# STUDY QUESTIONS
a: Copy the part of the measles article below between "Unfortunately, measles is" and "an outbreak area.", inclusive.
b: According to the measles article, in what year did the measles vaccine start to be widely available?
c: Check each statement against the measles article, and for each one, answer yes or no and quote the words that settle it. (i) The Centers for Disease Control and Prevention announced in 2000 that measles was eliminated in the U.S. (ii) About half of the non-immune people close to someone with measles will also catch it. (iii) The current outbreak is limited to Washington.

START QUOTED PASSAGE

Measles: A public health threat that’s entirely preventable
In 2000, the Centers for Disease Control and Prevention announced measles was eliminated in the U.S. This meant that there had been no continuous transmission of the disease in more than 12 months within any region of our country.
This was a remarkable achievement, given that in the years before measles vaccine was widely available starting in 1963, an estimated 3 to 4 million people in the United States were infected each year, 48,000 were hospitalized and 400 to 500 died, most of them children. Even today, across the globe, nearly 90,000 children tragically die from measles each year.
Measles is a respiratory virus that typically begins with a high fever, cough, congestion and conjunctivitis, commonly known as pink eye, followed quickly by a rash that spreads across the entire body. Children with measles are quite ill and may develop complications such as pneumonia and encephalitis, or brain inflammation. In addition, one or two of every 1,000 people with measles will die, even with the best of care.
Unfortunately, measles is so contagious that if one person has it, 90 percent of the people close to that person who are not immune will also become infected.
So, why are we seeing outbreaks of measles, such as the current one in Washington and 10 other states? Because measles still is circulating widely in other parts of the world and unvaccinated Americans who travel to other countries are becoming infected and bringing the virus home. Unvaccinated foreign citizens traveling to the U.S. may also carry the virus to our shores. The result? The U.S. has already seen over 200 cases of measles in 2019. Nearly all were in unvaccinated individuals exposed to the virus either directly through travel, having contact with an infectious traveler, or by being exposed to someone with measles in an outbreak area.

END QUOTED PASSAGE
START RECORDED INFORMATION

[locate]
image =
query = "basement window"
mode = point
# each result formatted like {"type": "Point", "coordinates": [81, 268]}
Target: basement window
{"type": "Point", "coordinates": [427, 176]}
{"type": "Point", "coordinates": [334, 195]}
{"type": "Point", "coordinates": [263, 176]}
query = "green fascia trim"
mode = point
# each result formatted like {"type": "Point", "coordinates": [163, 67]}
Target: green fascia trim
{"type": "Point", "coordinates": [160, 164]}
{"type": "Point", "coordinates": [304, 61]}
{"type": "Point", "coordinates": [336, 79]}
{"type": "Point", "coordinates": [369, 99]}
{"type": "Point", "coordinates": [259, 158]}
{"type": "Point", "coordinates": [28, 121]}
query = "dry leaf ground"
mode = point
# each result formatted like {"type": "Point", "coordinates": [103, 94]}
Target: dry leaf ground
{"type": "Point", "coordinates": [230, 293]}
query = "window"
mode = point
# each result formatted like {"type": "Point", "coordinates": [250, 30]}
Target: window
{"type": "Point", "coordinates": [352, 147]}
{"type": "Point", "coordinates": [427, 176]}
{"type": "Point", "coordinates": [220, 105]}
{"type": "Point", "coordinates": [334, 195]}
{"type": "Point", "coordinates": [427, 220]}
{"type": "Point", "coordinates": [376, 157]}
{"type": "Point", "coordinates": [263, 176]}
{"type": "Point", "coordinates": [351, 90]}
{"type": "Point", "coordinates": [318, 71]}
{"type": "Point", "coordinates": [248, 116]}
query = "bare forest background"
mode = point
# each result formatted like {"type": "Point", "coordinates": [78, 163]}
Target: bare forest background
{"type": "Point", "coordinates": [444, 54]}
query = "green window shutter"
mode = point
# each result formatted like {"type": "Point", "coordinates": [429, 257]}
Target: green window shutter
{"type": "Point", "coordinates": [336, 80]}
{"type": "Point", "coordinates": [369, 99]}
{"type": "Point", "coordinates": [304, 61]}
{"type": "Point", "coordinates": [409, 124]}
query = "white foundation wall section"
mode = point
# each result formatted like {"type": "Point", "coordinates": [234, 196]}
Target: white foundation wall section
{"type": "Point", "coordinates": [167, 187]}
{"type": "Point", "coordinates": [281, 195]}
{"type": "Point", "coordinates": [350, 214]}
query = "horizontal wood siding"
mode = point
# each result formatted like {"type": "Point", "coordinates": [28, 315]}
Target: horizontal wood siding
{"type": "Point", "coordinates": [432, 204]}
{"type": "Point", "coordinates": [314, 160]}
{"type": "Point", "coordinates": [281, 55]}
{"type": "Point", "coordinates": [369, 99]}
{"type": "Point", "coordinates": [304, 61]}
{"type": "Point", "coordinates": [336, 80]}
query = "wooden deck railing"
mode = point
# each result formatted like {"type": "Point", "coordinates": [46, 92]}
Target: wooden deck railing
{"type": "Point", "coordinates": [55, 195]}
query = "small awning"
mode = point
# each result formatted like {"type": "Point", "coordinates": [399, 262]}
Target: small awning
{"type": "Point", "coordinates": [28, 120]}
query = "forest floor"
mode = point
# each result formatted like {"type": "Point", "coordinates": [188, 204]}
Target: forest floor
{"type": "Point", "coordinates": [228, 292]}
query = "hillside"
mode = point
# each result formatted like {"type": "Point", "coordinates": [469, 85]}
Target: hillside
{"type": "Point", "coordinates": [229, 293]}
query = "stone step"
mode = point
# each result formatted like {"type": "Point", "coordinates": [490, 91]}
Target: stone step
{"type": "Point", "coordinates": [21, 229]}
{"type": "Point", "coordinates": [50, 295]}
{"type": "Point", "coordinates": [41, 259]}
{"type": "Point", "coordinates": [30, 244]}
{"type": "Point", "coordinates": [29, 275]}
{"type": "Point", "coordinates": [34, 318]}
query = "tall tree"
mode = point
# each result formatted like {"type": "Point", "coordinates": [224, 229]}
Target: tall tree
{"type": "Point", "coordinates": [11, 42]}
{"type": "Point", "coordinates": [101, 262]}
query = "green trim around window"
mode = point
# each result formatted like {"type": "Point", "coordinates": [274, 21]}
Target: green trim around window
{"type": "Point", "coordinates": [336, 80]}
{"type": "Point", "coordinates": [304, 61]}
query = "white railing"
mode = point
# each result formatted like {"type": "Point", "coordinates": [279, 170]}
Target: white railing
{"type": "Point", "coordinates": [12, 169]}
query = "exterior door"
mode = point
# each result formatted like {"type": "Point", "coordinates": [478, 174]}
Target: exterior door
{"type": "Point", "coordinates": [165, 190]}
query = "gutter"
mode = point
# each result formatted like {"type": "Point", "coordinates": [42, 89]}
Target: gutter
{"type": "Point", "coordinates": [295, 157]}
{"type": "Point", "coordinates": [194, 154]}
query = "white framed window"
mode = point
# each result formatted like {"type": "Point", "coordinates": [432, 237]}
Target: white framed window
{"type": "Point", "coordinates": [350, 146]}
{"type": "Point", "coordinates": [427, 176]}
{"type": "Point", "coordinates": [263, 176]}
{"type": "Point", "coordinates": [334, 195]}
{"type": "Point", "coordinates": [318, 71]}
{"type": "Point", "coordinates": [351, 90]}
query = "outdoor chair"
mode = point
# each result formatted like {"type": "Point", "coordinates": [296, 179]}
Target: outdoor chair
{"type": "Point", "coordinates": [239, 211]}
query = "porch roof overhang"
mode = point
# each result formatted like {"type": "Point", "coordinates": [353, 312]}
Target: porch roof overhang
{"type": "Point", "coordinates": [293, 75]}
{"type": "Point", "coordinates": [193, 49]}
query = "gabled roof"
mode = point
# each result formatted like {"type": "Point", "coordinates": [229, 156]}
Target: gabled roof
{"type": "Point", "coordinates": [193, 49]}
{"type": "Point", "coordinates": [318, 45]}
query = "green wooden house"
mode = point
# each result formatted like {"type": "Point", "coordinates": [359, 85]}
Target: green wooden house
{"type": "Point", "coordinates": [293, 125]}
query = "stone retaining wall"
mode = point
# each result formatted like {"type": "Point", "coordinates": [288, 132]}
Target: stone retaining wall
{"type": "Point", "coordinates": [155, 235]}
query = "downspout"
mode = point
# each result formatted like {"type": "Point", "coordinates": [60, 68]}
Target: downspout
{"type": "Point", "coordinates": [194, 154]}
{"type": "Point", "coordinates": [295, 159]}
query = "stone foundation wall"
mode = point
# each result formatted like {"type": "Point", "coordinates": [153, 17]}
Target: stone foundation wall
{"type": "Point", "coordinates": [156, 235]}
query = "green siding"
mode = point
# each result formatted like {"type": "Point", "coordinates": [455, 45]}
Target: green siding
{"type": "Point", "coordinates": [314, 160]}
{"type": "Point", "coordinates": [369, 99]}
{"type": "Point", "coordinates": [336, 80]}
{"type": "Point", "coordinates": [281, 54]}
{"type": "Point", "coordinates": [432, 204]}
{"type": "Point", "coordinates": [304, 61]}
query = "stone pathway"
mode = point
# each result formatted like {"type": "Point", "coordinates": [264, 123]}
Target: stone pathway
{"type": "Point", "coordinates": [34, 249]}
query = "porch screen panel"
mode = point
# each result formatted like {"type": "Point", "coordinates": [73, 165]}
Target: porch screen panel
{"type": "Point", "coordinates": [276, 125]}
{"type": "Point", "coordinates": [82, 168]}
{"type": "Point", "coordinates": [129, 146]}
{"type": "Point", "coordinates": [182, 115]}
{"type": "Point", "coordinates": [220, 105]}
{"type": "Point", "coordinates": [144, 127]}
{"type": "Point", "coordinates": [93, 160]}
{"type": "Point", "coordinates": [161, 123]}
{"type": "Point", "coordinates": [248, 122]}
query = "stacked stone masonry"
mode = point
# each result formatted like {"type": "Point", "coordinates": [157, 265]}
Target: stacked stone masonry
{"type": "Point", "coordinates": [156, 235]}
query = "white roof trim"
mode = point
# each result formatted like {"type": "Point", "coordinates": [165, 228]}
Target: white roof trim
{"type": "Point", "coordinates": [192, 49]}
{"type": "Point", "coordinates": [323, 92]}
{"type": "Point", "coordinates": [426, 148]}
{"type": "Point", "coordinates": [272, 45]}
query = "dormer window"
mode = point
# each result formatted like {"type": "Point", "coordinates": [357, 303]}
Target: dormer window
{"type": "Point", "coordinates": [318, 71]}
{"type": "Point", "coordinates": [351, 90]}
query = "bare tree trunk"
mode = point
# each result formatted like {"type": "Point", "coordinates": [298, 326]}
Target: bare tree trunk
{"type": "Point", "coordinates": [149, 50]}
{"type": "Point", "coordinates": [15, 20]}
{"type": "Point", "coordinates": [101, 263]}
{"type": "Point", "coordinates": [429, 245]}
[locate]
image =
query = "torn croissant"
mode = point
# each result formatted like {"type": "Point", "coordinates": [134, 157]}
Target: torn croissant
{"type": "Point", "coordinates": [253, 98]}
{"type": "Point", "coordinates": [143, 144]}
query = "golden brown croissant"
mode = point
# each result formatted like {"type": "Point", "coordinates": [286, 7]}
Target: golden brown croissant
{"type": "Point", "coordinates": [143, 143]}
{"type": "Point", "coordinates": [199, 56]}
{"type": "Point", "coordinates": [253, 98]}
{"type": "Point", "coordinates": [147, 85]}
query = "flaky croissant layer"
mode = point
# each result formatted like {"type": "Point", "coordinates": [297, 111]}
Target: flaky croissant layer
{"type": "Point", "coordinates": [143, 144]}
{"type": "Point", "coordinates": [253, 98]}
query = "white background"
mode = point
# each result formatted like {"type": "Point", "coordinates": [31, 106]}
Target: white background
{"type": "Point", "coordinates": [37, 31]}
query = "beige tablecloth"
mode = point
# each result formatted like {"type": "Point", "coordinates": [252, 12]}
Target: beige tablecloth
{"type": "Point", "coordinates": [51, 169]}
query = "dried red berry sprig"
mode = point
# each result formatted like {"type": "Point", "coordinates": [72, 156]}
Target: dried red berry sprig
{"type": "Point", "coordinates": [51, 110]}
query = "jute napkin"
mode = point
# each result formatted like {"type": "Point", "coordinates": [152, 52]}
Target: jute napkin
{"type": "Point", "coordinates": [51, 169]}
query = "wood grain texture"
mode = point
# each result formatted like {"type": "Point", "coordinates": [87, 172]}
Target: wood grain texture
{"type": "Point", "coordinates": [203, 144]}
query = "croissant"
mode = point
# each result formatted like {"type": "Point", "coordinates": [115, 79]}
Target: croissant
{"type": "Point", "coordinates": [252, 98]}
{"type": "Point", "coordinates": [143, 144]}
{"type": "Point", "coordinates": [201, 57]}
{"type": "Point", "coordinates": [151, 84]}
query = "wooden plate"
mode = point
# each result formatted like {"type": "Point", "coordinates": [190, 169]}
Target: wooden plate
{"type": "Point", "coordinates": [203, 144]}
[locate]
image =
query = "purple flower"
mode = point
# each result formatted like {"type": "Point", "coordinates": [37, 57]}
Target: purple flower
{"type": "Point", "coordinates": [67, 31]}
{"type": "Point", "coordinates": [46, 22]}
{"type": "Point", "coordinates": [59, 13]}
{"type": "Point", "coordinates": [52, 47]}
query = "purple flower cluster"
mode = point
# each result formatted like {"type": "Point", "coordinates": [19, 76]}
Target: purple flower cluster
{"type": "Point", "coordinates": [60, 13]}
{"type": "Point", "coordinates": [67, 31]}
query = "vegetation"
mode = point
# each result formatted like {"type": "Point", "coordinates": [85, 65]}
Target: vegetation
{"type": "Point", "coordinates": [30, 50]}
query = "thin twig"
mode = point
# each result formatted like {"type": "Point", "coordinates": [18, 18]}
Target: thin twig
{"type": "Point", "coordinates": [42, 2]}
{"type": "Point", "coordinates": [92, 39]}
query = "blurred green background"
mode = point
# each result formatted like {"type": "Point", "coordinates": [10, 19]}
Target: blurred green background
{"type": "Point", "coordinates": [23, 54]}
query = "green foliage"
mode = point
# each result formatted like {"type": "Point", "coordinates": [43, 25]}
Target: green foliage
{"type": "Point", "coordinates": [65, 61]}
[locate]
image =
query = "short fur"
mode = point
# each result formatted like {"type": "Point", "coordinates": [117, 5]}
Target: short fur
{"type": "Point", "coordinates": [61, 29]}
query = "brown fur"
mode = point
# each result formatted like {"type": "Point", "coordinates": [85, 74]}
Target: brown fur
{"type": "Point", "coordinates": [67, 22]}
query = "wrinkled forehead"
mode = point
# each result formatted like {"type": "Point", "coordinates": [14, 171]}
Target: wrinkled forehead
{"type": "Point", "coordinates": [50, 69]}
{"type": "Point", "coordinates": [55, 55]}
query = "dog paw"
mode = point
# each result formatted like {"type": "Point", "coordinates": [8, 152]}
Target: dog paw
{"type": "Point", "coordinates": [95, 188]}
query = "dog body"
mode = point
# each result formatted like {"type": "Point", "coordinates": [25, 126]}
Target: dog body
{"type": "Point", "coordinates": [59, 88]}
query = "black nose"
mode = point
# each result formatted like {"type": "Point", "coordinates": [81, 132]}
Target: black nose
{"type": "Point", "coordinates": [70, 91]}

END RECORDED INFORMATION

# RESULTS BY TASK
a:
Unfortunately, measles is so contagious that if one person has it, 90 percent of the people close to that person who are not immune will also become infected.
So, why are we seeing outbreaks of measles, such as the current one in Washington and 10 other states? Because measles still is circulating widely in other parts of the world and unvaccinated Americans who travel to other countries are becoming infected and bringing the virus home. Unvaccinated foreign citizens traveling to the U.S. may also carry the virus to our shores. The result? The U.S. has already seen over 200 cases of measles in 2019. Nearly all were in unvaccinated individuals exposed to the virus either directly through travel, having contact with an infectious traveler, or by being exposed to someone with measles in an outbreak area.

b: 1963

c:
(i) Yes: "In 2000, the Centers for Disease Control and Prevention announced measles was eliminated in the U.S."
(ii) No: "90 percent of the people close to that person who are not immune will also become infected."
(iii) No: "the current one in Washington and 10 other states"